_GOAL OF THE EXERCISE_:
Repeat exactly, and only, the lines from the one holding "Shelf-audit tagging: put a marker on the patch" through the last line of the records below.

Lines of data:
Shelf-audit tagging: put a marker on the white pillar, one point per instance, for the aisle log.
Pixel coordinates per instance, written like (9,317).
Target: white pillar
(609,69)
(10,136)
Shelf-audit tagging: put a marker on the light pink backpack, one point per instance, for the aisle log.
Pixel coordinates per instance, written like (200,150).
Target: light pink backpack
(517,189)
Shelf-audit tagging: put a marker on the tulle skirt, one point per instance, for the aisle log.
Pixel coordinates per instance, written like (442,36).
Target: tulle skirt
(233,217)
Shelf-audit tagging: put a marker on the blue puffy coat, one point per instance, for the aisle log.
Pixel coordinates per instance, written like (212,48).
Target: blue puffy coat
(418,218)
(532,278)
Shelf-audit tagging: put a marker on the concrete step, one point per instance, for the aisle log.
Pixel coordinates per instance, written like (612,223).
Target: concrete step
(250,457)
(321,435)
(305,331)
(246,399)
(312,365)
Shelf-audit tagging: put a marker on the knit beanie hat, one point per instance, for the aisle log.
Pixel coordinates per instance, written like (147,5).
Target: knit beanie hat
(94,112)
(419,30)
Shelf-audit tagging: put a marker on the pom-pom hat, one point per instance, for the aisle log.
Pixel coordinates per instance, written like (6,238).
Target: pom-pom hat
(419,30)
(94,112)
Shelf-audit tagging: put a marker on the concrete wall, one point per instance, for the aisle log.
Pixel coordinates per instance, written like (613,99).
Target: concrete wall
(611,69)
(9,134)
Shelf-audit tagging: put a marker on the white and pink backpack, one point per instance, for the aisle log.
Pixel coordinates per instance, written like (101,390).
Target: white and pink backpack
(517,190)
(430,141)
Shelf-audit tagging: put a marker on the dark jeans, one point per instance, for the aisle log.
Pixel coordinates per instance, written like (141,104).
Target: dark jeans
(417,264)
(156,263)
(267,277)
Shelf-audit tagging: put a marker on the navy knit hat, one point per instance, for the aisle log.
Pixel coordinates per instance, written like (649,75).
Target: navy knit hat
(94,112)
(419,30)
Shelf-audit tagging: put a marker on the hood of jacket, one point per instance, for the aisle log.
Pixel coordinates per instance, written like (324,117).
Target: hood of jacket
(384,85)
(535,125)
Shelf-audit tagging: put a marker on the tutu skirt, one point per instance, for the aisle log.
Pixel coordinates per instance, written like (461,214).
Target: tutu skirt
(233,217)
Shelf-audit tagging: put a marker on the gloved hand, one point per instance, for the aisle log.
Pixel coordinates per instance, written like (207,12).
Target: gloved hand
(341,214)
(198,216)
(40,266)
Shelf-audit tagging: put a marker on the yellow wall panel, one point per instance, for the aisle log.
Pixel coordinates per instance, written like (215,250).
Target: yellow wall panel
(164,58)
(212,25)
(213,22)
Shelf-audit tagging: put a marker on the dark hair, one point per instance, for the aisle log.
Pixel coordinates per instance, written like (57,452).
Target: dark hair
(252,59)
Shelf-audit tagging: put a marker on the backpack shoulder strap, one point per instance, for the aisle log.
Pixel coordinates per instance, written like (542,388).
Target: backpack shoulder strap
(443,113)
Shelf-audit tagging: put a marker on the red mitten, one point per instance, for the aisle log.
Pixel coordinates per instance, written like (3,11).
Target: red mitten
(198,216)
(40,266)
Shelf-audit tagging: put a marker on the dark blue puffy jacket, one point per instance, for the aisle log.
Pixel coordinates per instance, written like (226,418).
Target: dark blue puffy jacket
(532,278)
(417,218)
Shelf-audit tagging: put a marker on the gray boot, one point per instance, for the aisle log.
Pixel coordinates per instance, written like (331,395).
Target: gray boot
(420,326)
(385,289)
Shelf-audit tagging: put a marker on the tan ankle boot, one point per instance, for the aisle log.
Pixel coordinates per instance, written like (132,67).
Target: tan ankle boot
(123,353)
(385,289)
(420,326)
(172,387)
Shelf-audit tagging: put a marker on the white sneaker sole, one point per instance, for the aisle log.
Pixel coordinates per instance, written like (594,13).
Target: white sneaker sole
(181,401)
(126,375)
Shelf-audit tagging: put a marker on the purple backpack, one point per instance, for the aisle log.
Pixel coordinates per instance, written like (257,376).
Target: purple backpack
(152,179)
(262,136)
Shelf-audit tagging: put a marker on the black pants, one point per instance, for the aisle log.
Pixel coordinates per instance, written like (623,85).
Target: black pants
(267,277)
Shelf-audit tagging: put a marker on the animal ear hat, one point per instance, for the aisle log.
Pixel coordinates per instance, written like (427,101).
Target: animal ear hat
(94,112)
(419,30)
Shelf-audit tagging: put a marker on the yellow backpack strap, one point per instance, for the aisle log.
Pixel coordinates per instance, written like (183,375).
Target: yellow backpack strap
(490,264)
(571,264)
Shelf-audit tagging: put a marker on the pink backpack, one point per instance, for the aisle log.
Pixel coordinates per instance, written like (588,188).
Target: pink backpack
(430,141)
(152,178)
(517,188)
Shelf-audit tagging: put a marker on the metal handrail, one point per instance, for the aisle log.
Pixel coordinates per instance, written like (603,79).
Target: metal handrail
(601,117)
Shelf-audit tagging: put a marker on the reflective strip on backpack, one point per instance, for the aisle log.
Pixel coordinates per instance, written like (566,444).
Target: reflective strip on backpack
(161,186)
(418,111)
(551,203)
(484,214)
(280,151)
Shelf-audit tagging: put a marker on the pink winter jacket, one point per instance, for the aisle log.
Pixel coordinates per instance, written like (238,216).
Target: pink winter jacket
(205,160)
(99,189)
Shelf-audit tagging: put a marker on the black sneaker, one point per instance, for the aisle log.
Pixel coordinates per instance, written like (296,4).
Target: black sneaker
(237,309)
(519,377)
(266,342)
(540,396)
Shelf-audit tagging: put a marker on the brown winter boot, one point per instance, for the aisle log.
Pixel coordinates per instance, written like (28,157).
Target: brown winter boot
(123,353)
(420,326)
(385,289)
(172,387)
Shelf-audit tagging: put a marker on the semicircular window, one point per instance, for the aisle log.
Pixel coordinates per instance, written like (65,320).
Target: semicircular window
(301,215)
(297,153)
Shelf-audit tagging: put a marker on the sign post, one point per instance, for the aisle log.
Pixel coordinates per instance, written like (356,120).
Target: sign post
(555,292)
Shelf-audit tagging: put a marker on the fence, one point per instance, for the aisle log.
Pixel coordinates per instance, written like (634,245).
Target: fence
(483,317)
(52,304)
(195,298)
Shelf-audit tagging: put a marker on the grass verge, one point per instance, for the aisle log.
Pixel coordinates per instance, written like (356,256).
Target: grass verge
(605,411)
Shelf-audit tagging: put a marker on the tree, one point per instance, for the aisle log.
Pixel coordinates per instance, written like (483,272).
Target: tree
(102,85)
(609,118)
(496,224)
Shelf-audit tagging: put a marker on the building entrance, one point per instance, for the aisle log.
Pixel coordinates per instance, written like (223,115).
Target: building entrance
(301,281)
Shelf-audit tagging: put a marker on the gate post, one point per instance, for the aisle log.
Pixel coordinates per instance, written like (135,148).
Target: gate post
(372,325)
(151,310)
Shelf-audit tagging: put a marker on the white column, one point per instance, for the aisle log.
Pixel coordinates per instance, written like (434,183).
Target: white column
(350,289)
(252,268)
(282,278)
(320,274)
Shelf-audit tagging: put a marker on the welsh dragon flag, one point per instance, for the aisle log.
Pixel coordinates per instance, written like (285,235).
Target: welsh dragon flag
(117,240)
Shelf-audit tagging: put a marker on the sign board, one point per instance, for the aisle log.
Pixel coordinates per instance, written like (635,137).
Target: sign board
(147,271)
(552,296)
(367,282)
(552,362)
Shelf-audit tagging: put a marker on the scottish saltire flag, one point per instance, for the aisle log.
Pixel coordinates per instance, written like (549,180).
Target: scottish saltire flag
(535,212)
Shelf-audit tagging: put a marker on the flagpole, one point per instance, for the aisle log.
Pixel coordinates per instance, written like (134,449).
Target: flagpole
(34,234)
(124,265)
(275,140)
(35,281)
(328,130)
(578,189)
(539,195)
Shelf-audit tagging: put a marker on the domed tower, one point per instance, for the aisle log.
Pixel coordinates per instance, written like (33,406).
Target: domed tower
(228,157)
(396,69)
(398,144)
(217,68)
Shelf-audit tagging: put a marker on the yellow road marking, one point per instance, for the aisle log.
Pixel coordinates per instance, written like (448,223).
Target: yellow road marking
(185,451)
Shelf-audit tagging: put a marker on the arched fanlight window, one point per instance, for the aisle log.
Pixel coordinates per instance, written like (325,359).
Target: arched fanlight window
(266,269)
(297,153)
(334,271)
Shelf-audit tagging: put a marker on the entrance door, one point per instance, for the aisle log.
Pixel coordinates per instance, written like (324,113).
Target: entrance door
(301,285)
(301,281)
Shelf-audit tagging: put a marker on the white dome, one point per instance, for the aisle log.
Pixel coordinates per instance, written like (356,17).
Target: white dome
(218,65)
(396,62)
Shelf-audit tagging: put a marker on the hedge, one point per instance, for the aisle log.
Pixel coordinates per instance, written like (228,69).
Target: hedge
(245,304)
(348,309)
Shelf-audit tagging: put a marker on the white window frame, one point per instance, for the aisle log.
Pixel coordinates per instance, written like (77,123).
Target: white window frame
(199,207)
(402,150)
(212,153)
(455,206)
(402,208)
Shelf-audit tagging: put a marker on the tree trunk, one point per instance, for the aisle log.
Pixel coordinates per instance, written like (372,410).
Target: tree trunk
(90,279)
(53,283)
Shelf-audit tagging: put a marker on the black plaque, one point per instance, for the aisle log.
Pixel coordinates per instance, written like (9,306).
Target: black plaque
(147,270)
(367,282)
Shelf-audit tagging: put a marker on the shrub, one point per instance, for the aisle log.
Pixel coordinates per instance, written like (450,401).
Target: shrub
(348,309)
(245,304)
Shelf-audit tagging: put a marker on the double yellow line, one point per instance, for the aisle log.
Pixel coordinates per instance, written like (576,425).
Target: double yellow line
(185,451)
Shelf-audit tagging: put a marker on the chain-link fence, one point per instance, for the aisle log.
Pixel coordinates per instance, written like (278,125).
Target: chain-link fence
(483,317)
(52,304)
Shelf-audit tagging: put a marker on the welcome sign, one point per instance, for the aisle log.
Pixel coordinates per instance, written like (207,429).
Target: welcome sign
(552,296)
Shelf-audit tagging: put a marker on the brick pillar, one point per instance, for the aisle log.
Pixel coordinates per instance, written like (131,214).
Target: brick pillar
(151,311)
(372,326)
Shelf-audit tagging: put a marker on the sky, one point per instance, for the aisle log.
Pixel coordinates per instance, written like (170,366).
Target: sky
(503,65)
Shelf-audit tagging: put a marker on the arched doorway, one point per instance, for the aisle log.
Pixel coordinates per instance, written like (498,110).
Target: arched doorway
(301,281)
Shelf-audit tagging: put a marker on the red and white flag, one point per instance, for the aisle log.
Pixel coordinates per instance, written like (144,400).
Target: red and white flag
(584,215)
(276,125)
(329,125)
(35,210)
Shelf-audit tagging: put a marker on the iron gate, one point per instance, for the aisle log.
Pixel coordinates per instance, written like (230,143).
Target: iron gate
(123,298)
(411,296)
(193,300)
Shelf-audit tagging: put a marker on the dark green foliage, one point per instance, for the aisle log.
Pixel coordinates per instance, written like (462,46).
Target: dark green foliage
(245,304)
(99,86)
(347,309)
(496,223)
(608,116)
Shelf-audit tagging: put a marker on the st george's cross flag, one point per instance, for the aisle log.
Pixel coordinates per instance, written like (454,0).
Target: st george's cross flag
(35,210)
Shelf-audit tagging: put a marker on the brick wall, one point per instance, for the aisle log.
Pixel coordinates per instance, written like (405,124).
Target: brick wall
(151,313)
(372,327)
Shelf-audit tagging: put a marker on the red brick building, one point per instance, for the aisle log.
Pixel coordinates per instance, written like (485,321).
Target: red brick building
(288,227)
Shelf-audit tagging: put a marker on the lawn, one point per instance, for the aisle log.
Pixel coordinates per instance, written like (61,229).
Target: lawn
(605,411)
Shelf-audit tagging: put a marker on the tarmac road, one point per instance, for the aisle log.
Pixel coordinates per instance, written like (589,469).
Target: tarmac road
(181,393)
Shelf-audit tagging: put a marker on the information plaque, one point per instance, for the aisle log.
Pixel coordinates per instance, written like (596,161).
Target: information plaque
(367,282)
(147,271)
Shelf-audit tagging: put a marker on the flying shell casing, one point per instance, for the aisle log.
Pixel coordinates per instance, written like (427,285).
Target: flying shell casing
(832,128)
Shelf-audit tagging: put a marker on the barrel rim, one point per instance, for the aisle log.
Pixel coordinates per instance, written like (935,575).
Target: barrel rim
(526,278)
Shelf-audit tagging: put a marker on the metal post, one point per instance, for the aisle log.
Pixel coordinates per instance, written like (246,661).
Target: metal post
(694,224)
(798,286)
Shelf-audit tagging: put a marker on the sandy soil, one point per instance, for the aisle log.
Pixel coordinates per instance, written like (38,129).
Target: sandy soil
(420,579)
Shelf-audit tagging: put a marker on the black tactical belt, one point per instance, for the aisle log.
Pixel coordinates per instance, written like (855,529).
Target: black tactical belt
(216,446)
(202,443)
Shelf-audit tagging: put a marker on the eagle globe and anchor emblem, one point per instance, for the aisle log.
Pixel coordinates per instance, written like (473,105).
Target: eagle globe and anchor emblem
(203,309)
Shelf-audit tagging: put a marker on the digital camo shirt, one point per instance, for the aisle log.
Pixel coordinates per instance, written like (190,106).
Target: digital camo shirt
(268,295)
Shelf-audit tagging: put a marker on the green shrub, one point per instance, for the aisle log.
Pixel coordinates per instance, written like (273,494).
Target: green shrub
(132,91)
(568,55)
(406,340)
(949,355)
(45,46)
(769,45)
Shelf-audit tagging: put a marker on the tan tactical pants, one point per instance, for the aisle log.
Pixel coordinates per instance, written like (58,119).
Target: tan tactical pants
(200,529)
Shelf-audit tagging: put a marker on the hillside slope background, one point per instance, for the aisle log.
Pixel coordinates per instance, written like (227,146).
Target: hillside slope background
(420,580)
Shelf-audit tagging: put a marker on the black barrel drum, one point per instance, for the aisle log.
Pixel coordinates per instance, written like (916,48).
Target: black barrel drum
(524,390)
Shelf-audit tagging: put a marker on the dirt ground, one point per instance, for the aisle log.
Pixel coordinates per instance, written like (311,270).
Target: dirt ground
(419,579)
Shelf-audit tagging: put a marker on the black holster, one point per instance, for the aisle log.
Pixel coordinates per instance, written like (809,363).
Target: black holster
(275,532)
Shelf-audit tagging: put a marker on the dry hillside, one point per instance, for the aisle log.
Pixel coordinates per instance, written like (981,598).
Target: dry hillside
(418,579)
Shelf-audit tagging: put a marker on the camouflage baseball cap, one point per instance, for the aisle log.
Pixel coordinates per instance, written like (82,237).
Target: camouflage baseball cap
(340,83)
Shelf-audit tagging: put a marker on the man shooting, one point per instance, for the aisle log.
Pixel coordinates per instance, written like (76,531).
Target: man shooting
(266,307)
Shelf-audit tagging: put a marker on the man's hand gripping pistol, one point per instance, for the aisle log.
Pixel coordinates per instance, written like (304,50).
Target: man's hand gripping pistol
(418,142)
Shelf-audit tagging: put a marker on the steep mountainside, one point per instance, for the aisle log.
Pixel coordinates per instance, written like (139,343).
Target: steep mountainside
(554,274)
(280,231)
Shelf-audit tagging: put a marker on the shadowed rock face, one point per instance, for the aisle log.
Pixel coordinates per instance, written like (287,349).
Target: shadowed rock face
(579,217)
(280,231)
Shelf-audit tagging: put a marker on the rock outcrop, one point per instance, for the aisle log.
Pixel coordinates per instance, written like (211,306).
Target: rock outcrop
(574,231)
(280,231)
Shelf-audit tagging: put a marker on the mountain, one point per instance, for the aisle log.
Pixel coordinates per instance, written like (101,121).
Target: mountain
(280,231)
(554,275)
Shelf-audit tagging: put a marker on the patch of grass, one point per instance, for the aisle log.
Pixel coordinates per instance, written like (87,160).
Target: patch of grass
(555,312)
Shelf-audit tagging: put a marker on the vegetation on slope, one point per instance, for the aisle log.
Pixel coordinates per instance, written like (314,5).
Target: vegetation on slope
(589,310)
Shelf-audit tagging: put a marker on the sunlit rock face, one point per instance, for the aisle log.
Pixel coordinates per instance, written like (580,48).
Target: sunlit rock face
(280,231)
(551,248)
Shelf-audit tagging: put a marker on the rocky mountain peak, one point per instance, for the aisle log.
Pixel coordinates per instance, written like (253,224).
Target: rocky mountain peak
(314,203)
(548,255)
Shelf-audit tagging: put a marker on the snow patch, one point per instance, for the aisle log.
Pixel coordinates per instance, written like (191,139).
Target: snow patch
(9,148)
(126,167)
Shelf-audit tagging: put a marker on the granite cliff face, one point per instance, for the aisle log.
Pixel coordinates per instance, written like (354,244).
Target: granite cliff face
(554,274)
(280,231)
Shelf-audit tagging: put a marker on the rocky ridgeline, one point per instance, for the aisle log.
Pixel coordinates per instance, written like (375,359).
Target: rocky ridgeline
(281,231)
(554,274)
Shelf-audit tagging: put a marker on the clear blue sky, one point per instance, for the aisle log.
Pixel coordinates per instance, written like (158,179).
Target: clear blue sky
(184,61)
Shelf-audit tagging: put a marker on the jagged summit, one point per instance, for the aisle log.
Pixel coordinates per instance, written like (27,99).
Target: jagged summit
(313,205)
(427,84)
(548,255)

_RESPONSE BELOW_:
Shelf-audit tagging: put a marker on the patch of grass, one point per instance, for the aisle log.
Pixel coordinates per instance, written like (87,160).
Target: patch of grass
(555,312)
Shelf-audit tagging: put a marker on the vegetation on slope, one point per instance, for the aisle log.
Pixel coordinates per instance, written like (314,5).
Target: vegetation on slope
(589,310)
Shelf-audit tagging: put a marker on the sunlit rock face, one point per instance, for the aisle log.
Pixel coordinates per instance, written like (580,48).
Target: sunlit rock face
(280,231)
(551,248)
Shelf-audit tagging: put a marker on the rocky mountain peak, one point per instance, for the aisle log.
Pixel coordinates per instance, written like (253,224).
Target: rocky mountain peak
(314,203)
(548,255)
Shelf-audit tagging: put a marker on the snow patch, one point per instance, for the aisle log.
Pixel coordinates per instance, written like (191,139).
Target: snow patch
(9,148)
(126,167)
Shelf-audit tagging: put a marker on the granite cliff face, one point per instance, for the aisle log.
Pixel coordinates per instance, written like (354,244).
Target: granite cliff face
(554,274)
(280,231)
Shelf-audit tagging: put a marker on the rocky ridgeline, one point per instance, for the aisle log.
Pixel coordinates per instance, written like (375,359).
Target: rocky ridgeline
(281,231)
(554,274)
Shelf-audit tagging: put a marker on the clear blue sky, one point per instance, for the aisle log.
Pixel coordinates per instance, written like (158,179).
Target: clear blue sky
(184,61)
Shelf-audit tagging: put a marker on the jagged summit, one point per instance, for the aisle log.
Pixel coordinates per instance, written like (27,99).
Target: jagged summit
(313,205)
(427,84)
(548,255)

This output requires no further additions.